[Stored records]
------------------------------------
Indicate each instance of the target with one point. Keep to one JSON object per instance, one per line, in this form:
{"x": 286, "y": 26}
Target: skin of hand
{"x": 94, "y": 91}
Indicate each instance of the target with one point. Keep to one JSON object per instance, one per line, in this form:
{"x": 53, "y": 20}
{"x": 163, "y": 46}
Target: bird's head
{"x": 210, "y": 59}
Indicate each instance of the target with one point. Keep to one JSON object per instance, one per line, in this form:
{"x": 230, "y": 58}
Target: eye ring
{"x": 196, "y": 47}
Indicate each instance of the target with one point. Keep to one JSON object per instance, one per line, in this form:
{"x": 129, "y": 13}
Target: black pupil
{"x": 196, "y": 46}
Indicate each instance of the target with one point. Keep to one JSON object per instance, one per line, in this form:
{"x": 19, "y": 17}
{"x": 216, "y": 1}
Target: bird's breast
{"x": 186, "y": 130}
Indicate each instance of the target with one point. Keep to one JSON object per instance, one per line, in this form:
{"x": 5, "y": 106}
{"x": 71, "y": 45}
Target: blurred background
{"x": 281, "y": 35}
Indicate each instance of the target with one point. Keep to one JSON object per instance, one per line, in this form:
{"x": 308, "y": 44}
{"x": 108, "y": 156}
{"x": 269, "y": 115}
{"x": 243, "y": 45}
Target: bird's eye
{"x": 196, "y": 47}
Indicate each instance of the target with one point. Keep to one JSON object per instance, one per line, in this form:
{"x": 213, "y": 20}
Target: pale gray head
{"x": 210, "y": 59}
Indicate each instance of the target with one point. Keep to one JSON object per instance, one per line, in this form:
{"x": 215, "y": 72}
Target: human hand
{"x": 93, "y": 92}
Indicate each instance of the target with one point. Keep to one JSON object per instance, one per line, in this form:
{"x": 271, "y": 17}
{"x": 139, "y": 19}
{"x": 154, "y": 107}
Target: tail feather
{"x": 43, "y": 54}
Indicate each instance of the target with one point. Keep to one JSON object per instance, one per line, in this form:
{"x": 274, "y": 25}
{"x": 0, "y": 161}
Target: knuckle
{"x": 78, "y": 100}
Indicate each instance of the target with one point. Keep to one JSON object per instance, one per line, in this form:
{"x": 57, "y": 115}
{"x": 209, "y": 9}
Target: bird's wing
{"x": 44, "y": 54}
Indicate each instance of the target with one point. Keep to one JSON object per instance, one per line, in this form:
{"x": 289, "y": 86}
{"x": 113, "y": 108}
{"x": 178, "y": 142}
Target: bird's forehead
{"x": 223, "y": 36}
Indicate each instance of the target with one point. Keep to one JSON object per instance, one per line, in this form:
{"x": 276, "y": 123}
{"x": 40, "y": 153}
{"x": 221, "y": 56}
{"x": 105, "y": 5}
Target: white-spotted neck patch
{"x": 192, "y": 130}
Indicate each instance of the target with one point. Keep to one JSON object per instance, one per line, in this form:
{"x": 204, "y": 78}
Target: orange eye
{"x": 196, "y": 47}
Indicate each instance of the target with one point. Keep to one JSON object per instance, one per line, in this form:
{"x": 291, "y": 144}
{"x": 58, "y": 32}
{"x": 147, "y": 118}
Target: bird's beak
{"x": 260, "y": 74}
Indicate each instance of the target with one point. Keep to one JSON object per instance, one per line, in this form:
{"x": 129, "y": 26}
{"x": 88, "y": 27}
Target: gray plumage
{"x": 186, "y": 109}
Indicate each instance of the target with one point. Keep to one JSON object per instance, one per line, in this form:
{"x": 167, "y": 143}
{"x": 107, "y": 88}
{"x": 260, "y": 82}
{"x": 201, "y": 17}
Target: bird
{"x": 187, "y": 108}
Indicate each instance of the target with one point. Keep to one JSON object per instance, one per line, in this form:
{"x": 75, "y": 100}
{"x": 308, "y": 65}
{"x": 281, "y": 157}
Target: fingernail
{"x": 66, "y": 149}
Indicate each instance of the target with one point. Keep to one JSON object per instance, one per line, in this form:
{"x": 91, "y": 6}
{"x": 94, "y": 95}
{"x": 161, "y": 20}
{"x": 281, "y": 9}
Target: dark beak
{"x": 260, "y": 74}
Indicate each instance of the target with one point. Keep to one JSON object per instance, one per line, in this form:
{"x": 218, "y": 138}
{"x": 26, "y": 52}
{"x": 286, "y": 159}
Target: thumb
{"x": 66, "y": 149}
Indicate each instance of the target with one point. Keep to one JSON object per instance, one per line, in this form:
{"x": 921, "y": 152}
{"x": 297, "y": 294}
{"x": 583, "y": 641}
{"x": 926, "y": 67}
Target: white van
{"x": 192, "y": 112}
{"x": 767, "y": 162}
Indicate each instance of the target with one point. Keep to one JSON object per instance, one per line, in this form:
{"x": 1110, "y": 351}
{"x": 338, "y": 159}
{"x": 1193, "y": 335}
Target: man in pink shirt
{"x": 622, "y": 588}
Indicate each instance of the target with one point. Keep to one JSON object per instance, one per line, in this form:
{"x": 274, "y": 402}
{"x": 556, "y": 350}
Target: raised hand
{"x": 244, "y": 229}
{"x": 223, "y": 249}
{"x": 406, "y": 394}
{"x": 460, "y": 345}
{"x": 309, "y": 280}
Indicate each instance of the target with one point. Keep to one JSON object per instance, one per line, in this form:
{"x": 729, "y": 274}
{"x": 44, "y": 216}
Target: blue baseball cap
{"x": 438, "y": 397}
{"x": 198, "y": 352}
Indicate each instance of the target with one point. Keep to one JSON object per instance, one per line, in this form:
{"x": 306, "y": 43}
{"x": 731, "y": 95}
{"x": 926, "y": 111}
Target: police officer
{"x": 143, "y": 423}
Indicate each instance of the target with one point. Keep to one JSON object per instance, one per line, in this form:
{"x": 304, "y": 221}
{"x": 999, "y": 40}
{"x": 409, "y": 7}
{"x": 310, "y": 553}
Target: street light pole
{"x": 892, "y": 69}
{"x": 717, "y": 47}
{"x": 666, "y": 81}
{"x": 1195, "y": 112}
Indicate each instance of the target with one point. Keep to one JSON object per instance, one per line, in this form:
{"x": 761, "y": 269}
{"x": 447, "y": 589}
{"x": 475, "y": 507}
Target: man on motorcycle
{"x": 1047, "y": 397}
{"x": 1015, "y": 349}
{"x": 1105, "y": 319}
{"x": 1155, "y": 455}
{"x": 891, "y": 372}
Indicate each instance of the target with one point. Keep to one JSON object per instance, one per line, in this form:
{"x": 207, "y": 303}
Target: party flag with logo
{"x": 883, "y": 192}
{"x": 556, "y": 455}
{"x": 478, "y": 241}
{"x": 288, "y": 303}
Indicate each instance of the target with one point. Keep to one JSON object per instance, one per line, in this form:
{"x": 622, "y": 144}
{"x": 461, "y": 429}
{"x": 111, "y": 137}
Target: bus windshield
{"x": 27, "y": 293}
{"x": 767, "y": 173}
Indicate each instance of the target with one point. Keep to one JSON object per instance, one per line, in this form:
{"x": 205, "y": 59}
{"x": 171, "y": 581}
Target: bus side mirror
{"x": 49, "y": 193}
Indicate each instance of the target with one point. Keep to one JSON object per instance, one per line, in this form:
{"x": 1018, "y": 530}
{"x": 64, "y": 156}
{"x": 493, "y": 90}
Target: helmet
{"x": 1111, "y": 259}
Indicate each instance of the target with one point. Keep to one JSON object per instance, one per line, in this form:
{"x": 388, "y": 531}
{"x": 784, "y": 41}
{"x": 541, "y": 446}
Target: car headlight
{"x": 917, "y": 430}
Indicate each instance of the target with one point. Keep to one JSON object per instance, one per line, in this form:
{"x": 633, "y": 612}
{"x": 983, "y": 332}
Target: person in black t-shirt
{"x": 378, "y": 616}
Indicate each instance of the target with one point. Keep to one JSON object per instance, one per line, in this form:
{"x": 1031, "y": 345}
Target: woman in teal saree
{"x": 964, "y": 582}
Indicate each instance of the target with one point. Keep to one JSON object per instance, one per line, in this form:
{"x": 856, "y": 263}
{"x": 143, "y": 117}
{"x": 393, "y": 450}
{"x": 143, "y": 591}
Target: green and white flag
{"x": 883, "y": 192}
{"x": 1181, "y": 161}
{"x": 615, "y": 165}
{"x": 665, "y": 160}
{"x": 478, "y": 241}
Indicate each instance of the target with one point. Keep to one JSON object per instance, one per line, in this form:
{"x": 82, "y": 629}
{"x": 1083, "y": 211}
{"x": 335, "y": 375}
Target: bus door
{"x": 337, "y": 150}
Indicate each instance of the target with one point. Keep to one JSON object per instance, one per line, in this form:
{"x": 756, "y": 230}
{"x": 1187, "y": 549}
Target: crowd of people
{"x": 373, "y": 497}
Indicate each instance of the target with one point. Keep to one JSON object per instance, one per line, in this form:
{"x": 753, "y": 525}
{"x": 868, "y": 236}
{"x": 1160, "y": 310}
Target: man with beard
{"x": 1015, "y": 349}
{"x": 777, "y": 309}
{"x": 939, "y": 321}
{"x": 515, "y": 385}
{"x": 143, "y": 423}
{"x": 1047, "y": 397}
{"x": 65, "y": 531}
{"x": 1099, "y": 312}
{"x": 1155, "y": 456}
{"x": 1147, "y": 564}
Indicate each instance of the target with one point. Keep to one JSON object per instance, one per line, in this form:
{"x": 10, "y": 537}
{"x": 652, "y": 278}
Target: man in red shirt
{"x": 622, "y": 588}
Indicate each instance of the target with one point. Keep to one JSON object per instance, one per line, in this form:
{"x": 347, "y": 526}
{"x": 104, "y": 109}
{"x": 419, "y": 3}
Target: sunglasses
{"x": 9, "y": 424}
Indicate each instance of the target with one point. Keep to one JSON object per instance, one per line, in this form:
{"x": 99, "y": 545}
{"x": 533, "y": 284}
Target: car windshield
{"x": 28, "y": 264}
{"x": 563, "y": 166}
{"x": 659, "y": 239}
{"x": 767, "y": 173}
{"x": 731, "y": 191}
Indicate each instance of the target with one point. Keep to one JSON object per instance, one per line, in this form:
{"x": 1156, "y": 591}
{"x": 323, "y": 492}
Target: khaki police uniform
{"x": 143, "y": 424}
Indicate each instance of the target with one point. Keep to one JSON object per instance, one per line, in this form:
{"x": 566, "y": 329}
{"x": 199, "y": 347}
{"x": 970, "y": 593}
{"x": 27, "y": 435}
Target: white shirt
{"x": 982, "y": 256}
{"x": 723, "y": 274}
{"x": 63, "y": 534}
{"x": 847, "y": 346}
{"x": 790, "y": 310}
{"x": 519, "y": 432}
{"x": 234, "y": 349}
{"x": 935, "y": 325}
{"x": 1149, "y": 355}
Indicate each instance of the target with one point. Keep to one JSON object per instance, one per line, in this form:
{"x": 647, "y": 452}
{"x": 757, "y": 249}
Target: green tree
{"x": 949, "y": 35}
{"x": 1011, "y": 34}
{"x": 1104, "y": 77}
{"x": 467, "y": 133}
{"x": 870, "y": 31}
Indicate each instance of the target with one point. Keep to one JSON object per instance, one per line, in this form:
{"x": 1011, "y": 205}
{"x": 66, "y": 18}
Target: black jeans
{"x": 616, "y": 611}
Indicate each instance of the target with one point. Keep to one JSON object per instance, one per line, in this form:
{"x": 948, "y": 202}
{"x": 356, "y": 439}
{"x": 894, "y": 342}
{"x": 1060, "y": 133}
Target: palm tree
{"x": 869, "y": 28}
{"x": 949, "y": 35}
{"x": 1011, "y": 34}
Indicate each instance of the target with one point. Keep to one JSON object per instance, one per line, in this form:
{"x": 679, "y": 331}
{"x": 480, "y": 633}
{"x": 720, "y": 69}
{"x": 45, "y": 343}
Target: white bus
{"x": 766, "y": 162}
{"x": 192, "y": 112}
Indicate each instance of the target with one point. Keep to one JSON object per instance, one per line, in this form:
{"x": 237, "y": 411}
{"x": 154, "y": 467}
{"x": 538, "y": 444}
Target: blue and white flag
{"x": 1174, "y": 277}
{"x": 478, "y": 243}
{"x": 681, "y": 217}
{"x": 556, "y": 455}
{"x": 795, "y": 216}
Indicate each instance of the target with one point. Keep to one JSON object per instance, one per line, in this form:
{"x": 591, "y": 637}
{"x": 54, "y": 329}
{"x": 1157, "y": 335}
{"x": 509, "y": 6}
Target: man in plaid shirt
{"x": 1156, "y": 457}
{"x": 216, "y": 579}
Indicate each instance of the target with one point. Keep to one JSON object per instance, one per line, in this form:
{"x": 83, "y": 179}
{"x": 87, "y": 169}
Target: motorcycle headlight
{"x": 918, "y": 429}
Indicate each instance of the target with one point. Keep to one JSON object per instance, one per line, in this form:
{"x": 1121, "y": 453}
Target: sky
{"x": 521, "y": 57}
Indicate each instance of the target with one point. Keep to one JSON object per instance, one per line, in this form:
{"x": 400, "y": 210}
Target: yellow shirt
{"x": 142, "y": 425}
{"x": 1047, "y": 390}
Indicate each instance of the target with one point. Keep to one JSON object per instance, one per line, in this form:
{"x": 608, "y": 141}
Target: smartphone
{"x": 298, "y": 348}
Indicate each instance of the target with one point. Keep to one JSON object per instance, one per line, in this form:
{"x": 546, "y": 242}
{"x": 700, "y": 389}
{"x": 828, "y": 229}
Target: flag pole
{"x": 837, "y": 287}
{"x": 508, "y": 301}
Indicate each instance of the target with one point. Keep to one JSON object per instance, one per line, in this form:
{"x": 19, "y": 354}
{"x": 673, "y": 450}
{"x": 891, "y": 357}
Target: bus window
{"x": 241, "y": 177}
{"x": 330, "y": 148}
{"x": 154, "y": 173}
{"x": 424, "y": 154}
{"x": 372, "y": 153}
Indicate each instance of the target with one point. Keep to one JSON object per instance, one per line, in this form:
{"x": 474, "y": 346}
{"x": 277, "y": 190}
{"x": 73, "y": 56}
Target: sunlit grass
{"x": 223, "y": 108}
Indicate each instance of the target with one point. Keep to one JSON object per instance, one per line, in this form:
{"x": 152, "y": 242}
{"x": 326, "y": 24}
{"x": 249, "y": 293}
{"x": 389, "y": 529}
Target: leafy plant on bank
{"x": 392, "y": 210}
------------------------------------
*TASK*. Pick out each line of the records above that contains the string "bird" and copy those lines.

*RESULT OF THE TASK*.
Target: bird's head
Target: bird's breast
Target: bird's eye
Target: bird's wing
Target: bird's forehead
Target: bird's beak
Target: bird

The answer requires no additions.